Blok teks »
= = = = = = =

Beberapa teman langsung menelpon, sekadar mengucapkan selamat. Ada yang mengirim pesan, "Wah, luar biasa! Baru pertama kali kirim, langsung tembus Kompas.com." Rasanya seperti mendapat pelukan virtual dari banyak orang sekaligus.

Keluarga saya pun tampak ikut bangga. Ayah saya, yang biasanya jarang menanggapi hal-hal seperti ini, tiba-tiba berkata, "Ini tulisan yang baik, Nak. Semoga bermanfaat untuk banyak orang." Kalimat sederhana itu terasa seperti penghargaan yang besar.

Di media sosial, komentar-komentar positif mulai berdatangan. Ada yang menandai saya di status mereka, ada pula yang menulis ulang beberapa kalimat dari artikel saya sebagai kutipan. Saya merasa seperti suara saya mendapat ruang, dan ide yang saya sampaikan benar-benar sampai kepada pembaca.

Perasaan itu semakin kuat ketika saya melihat jumlah pembaca artikel meningkat dari waktu ke waktu. Ada rasa puas mengetahui bahwa pikiran yang saya tuangkan tidak hanya berhenti di meja editor, tetapi benar-benar mengalir ke khalayak luas.

Dalam hati, saya mulai memikirkan kemungkinan untuk menulis lebih banyak lagi. Kalau tulisan pertama saja bisa dimuat, mungkin saya punya peluang untuk menjadi penulis yang lebih aktif di media nasional.

Saya juga membayangkan bagaimana jika artikel ini diambil sebagai rujukan dalam diskusi-diskusi hukum. Betapa bangganya saya jika ide yang saya sampaikan bisa memicu perdebatan sehat di ruang akademik maupun praktisi.

= = = = = = =

[Catatan penunjukan objek bernama]

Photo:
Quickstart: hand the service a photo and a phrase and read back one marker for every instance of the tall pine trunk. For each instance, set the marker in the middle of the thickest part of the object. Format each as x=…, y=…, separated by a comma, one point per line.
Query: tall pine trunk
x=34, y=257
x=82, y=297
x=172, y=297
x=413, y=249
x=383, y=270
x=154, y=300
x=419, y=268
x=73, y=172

= = = = = = =

Tujuan » Lanjutkan cerita tentang artikel pertama yang dimuat di Kompas.com, mulai setelah kalimat terakhirnya.

Jawaban yang diharapkan »
Namun di sela rasa bahagia itu, ada kesadaran yang samar-samar mulai muncul. Saya menyadari bahwa perhatian yang datang bukan hanya dari orang-orang yang mendukung, tetapi juga dari mereka yang mungkin merasa terganggu.

Awalnya saya mencoba mengabaikan pikiran itu. Saya fokus pada euforia, menikmati momentum, dan membiarkan diri saya larut dalam perayaan kecil-kecilan bersama orang-orang terdekat.

Saya bahkan menyimpan tangkapan layar artikel itu, lengkap dengan logo Kompas.com di bagian atasnya. Entah mengapa, saya merasa itu adalah semacam "sertifikat" pencapaian pribadi.

Beberapa rekan penulis di Kompasiana menghubungi saya, memberi selamat, dan mendorong agar saya terus mengirimkan tulisan ke media besar. Mereka bilang, "Kesempatan seperti ini tidak datang setiap hari. Manfaatkan momen ini untuk membangun nama."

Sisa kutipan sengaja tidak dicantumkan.